[Saved entries]
_ _ _ _ _ _ _

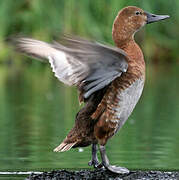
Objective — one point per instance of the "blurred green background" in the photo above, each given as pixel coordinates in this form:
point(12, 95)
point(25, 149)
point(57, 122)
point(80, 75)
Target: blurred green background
point(37, 111)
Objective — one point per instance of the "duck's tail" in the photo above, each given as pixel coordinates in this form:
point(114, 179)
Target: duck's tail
point(64, 147)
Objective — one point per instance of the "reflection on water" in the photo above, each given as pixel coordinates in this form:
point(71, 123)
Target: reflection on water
point(36, 112)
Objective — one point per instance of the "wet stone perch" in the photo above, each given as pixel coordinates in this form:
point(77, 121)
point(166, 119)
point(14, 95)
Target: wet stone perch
point(103, 174)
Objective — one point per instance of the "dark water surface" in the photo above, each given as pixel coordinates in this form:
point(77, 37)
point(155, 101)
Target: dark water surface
point(36, 112)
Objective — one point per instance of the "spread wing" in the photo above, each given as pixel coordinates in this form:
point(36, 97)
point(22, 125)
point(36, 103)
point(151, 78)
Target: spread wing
point(88, 65)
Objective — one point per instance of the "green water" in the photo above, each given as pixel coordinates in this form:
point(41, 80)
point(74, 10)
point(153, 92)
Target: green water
point(36, 112)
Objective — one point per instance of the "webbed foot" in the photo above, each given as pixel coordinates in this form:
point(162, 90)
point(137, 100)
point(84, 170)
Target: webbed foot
point(116, 169)
point(105, 163)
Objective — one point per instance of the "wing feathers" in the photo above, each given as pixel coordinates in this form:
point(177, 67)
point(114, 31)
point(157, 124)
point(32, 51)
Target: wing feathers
point(88, 65)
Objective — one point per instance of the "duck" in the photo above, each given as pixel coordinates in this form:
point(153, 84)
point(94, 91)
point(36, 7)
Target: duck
point(109, 79)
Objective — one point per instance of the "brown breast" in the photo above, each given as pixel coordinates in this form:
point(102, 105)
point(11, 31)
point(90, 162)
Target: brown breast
point(121, 96)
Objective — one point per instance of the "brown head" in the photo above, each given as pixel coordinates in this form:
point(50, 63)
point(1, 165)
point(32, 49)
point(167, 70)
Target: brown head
point(129, 20)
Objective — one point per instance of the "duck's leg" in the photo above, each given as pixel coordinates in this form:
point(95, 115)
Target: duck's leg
point(94, 161)
point(105, 163)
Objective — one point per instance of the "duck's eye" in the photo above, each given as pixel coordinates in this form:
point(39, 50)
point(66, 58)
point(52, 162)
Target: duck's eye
point(138, 13)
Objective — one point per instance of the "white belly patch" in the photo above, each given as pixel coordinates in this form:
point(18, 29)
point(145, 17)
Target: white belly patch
point(128, 99)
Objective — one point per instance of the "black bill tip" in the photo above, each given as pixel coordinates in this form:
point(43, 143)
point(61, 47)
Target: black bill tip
point(154, 18)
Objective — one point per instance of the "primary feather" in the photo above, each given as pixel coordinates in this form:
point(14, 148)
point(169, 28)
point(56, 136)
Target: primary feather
point(88, 65)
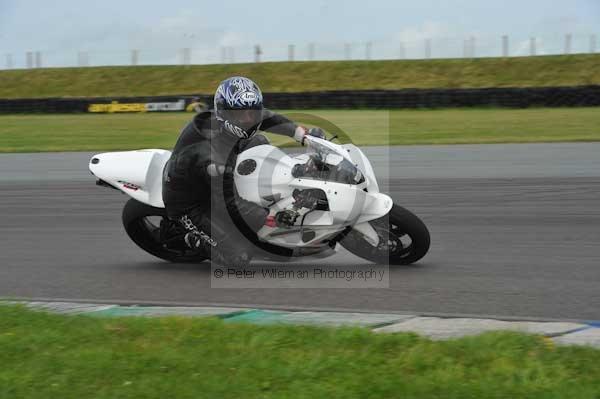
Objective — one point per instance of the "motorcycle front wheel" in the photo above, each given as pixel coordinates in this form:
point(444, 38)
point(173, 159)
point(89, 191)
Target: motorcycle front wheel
point(403, 239)
point(143, 225)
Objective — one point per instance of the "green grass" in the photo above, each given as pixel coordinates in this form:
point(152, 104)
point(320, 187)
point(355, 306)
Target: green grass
point(85, 132)
point(570, 70)
point(55, 356)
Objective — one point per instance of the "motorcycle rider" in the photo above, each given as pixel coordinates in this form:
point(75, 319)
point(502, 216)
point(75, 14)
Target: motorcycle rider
point(197, 180)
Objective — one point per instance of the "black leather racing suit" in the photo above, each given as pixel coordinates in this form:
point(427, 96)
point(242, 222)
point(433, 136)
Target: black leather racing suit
point(198, 188)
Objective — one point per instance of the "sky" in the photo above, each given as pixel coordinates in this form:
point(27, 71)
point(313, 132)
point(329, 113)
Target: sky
point(108, 29)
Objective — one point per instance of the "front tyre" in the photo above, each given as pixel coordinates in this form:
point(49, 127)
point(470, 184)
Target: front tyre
point(403, 239)
point(143, 225)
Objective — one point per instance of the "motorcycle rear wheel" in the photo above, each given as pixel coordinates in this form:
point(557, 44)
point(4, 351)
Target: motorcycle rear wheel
point(403, 239)
point(142, 224)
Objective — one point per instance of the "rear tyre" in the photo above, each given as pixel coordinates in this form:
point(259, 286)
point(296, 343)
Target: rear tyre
point(403, 239)
point(143, 225)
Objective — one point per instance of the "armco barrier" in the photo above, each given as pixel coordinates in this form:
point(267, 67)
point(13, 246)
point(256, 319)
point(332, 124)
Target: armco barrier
point(577, 96)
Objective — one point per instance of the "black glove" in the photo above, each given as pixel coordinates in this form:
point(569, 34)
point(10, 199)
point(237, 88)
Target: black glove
point(316, 132)
point(286, 218)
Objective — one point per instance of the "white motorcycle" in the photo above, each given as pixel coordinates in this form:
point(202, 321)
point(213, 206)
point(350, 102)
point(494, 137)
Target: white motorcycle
point(331, 191)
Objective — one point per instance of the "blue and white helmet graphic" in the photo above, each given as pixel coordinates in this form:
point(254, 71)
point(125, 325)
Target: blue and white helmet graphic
point(239, 106)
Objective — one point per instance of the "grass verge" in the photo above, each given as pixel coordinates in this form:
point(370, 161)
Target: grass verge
point(55, 356)
point(567, 70)
point(84, 132)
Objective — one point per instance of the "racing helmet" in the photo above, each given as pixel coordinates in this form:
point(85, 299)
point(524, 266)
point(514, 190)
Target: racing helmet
point(239, 107)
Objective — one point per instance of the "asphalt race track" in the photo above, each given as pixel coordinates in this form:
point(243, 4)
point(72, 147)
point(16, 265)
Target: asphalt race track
point(515, 232)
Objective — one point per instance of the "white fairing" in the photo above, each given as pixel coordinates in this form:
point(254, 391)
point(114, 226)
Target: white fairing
point(136, 173)
point(263, 175)
point(271, 183)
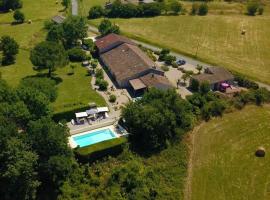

_ _ _ _ _ _ _

__TASK PROMPT__. Starting with the line with "point(213, 206)" above and going on through the line with "point(370, 161)", transcribe every line exactly, both ends included, and add nothing.

__YOUR RESPONSE__.
point(213, 206)
point(350, 102)
point(494, 137)
Target: white motorcycle
point(331, 191)
Objective — one point per instance of the "blue and white helmet graphic" in the photo above, each given as pixel coordinates in this form:
point(254, 71)
point(125, 325)
Target: blue and white helmet graphic
point(239, 106)
Objective — one point per instance of the "grass verge" in the photo above, each given as pixel coordinates in this form:
point(370, 161)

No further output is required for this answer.